• [Source excerpt]
****************
- Type: Geological formation
- Underlies: Tambaba Formation
- Overlies: Gramame Formation
- Thickness: 14 m (46 ft)

Lithology
- Primary: Limestone
- Other: Dolomite, marly & sandy limestone

Location
- Coordinates: 7°54′S 34°54′W﻿ / ﻿7.9°S 34.9°W
- Approximate paleocoordinates: 11°48′S 20°54′W﻿ / ﻿11.8°S 20.9°W
- Region: Pernambuco State
- Country: Brazil
- Extent: Parnaíba Basin

= Maria Farinha Formation =

Geological formation in northeastern Brazil

The Maria Farinha Formation is a geological formation of the Parnaíba Basin in Pernambuco, northeastern Brazil whose strata date back to the Danian stage of the Paleocene, or Tiupampan in the SALMA classification.

The formation comprising limestones, dolomites, marly and sandy limestones has been deposited in a shallow marine platform environment.
****************
• [Dataset excerpts]
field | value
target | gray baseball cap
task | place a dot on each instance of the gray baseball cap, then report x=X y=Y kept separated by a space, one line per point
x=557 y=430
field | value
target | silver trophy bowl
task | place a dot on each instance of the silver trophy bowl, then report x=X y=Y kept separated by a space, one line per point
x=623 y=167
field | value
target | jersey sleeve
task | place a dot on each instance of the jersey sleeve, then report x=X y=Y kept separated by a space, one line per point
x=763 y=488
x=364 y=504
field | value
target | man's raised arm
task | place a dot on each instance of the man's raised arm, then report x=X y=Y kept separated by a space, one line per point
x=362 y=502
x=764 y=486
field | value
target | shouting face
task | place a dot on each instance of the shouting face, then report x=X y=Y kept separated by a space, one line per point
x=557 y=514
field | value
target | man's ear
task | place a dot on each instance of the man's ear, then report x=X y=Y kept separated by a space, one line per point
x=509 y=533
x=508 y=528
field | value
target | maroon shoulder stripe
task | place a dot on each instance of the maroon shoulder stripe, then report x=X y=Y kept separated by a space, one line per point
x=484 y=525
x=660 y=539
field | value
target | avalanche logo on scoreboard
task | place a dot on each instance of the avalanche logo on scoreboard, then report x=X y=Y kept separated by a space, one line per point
****************
• [Complete the following]
• a. Reproduce the Maria Farinha Formation passage from "Geological formation in" to "marine platform environment.", substituting "deep" for "shallow".
• b. Answer these questions about the Maria Farinha Formation text:
(i) Which formation does it overlie?
(ii) How thick is it?
(iii) In what environment was it deposited?

• [The replies]
• a.
Geological formation in northeastern Brazil

The Maria Farinha Formation is a geological formation of the Parnaíba Basin in Pernambuco, northeastern Brazil whose strata date back to the Danian stage of the Paleocene, or Tiupampan in the SALMA classification.

The formation comprising limestones, dolomites, marly and sandy limestones has been deposited in a deep marine platform environment.

• b.
(i) The Gramame Formation
(ii) 14 m (46 ft)
(iii) A shallow marine platform environment